◆ SOURCE EXCERPT
• • •

Left unsaid, of course, was the difficulty in 'staching an entire chicken. I mean, a whole chicken worn as a moustache? Makes very little sense, frankly.

As for tips on wearing, one may wear the roast chicken moustache at historical reenactments of the 1928 presidential campaign. Otherwise, it is hardly worth the effort.

'stache #44 - the fried oyster moustache

“Fry up an oyster, boys, my top lip grows cold.
Fry up an oyster, boys, these streams are lined with gold.”

-Miner’s song, traditional.

“Had you told me, Jeremiah “Jack” Jackie Johnson, a ramblin’ Okie hobo, that I’d one day be wearing a mink shawl and sporting a fried oyster moustache, well sir, I’d have ask you to pinch me, for I would assume I was in the midst of a beautiful, corn likker-induced hobo dream. But that’s what California did for us, it made our hobo dreams come true.”
-From “Golden Hobo: The J.J.J. Johnson story.” 1876.

Upon striking gold in the California hill country, the typical 19th century prospector would head to the local food-stachery and order the priciest food moustache available, which, at 49 cents per shellfish, was inevitably the fried oysterstache. Word of a land where man could arrive one morning with little more than a shovel and the will to work and be sporting a 49-cent oysterstache by evening spread rapidly throughout the country, and soon the gold rush was on, as hundreds of thousands of so-called “49ers” left the crowded confines of the Eastern U.S. for Northern California.

While refrigeration and modern transportation have made the oysterstache far more pervasive, its rarefied and noble origins remain. Wear it proudly when the air turns cool.

Caveat Geritor: Beware the scallopstache being sold as an oyster moustache. Some unscrupulous 'stache merchants have been known to pass this fool’s gold miner’s 'stache off on the unsuspecting.

'stache #43 - the cornichon moustache

The story of the cornichon moustache begins in Paris in the sultry summer of 1789. All the city's upstanding poor, unemployed, and forsaken French citizens had the good sense to get pissed about the skyrocketing price of bread and revolt against the man. Except one: the thirtysomething, former chef of and cuckholded lover of Marie Antoinette, Jacques Herbert de La Fayette. He was wedded to the Ancien Régime (that's French for "the old school") and completely missed the revolution. Whilst all ze other san-culottes were out storming ze streets, yelling, shooting guns in the air, and burning the monarch in effi- .. no wait, that's not quite right, that was the American revolution, right, right, right. What I meant to say was, while the French were dressed in their finest clothes, gathered in a nearby tennis court, busily drafting a finely-worded constitution, de La Fayette was in a little basement room pickling tiny gherkin cucumbers as a substitute 'stache for the now completely unaffordable baguettestache.

• • •

◆ WRITTEN INSTRUCTION 1
In the moustache text, what did the fried oysterstache cost per shellfish?
◆ WRITTEN INSTRUCTION 2
Copy the moustache text word for word, from "As for tips" to "lip grows cold.".

◆ MATERIAL SHOWN

• • •

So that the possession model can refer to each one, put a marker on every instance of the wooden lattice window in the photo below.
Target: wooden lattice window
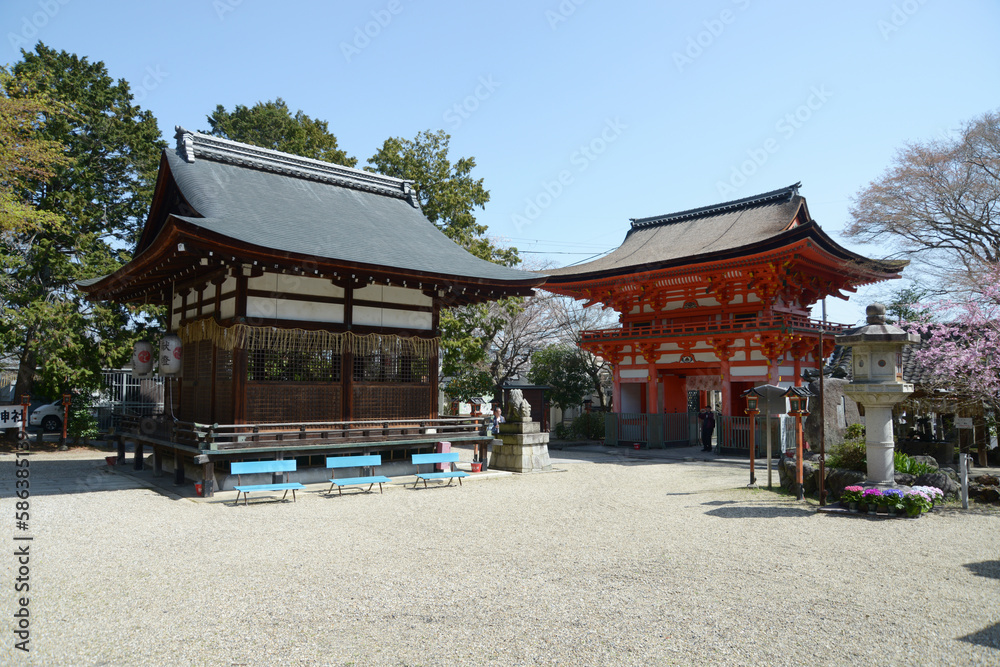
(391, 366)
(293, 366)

• • •

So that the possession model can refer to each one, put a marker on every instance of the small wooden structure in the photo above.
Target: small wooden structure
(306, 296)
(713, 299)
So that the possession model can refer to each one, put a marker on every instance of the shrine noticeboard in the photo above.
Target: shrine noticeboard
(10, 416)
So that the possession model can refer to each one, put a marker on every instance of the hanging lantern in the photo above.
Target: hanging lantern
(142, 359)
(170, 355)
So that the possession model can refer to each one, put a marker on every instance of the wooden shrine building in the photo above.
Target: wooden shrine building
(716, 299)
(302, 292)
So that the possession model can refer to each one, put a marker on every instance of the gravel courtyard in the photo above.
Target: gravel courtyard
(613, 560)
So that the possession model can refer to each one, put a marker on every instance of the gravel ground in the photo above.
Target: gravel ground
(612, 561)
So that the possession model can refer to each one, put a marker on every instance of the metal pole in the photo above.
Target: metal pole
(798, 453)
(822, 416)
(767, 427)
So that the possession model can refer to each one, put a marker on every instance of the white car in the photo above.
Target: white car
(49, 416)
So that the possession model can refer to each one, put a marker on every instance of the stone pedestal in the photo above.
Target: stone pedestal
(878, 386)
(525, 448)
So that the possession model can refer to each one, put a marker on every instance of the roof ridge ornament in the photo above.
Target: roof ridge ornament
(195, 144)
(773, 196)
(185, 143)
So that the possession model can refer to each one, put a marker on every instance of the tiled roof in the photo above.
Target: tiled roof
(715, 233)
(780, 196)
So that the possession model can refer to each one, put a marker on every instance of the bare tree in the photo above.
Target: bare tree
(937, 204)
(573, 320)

• • •

◆ FINAL ANSWER 1
49 cents

◆ FINAL ANSWER 2
As for tips on wearing, one may wear the roast chicken moustache at historical reenactments of the 1928 presidential campaign. Otherwise, it is hardly worth the effort.

'stache #44 - the fried oyster moustache

“Fry up an oyster, boys, my top lip grows cold.